Gather every line of the listing below that contains the string "bird", matching case exactly.

Data rows
═══
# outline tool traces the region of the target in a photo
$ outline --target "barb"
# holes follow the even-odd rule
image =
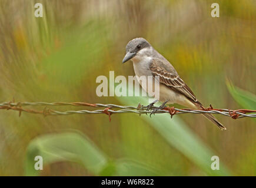
[[[36,110],[35,109],[25,109],[23,107],[28,106],[45,106],[42,110]],[[90,106],[92,108],[104,108],[104,109],[98,109],[95,110],[67,110],[64,112],[55,110],[53,109],[47,109],[46,106]],[[154,106],[153,108],[155,108]],[[113,109],[119,109],[114,110]],[[24,112],[26,113],[41,114],[44,116],[54,116],[54,115],[69,115],[72,114],[98,114],[105,113],[109,116],[109,122],[111,121],[111,115],[114,113],[134,113],[139,115],[150,113],[151,111],[147,110],[147,107],[139,104],[138,106],[121,106],[114,104],[101,104],[101,103],[88,103],[85,102],[4,102],[0,103],[0,109],[13,110],[19,111],[19,115],[21,116],[21,112]],[[233,119],[242,118],[245,117],[248,118],[256,118],[256,110],[248,110],[248,109],[237,109],[230,110],[227,109],[214,109],[210,105],[210,107],[204,108],[202,106],[202,109],[194,110],[189,109],[177,109],[174,107],[165,108],[162,110],[159,110],[155,113],[168,113],[172,117],[174,115],[183,114],[183,113],[194,113],[194,114],[201,114],[201,113],[212,113],[212,114],[220,114],[224,116],[231,117]]]

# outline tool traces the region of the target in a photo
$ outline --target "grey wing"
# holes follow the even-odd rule
[[[167,61],[154,59],[149,67],[153,76],[158,76],[159,82],[184,95],[187,98],[201,104],[195,95]]]

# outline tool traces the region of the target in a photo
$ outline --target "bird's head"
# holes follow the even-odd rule
[[[139,54],[142,49],[150,47],[151,45],[146,39],[143,38],[137,38],[130,41],[126,46],[126,55],[122,60],[122,63],[125,63],[132,59]]]

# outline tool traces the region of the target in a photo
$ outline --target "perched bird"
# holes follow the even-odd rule
[[[152,76],[158,79],[159,100],[164,102],[160,109],[164,108],[165,103],[177,103],[192,109],[202,109],[202,104],[179,77],[174,66],[145,39],[137,38],[130,41],[127,45],[126,52],[122,63],[131,59],[136,76]],[[212,115],[202,115],[221,130],[226,130]]]

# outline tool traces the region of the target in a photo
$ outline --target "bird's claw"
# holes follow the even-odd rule
[[[155,108],[152,112],[150,113],[149,116],[150,118],[151,118],[151,115],[155,115],[155,113],[159,110],[162,110],[163,109],[164,109],[165,108],[166,108],[167,106],[165,106],[165,104],[167,103],[168,100],[167,100],[165,102],[164,102],[162,105],[161,105],[159,107],[157,107]]]

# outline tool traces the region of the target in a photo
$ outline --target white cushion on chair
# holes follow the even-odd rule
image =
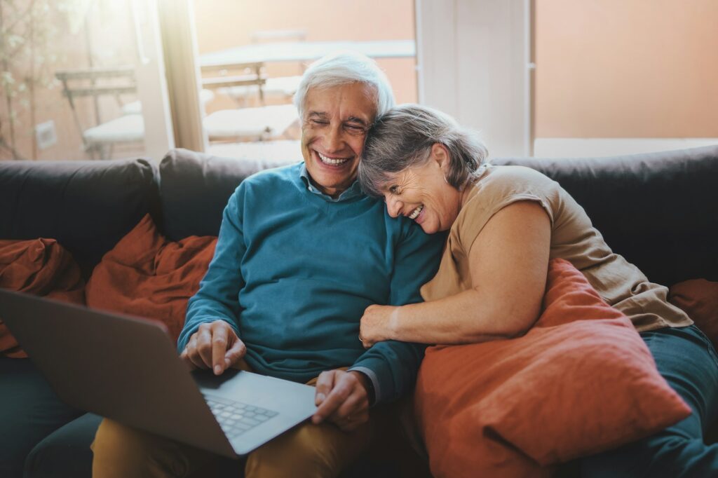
═══
Answer to this task
$ outline --target "bird's head"
$ outline --target "perched bird"
$ outline --target "bird's claw"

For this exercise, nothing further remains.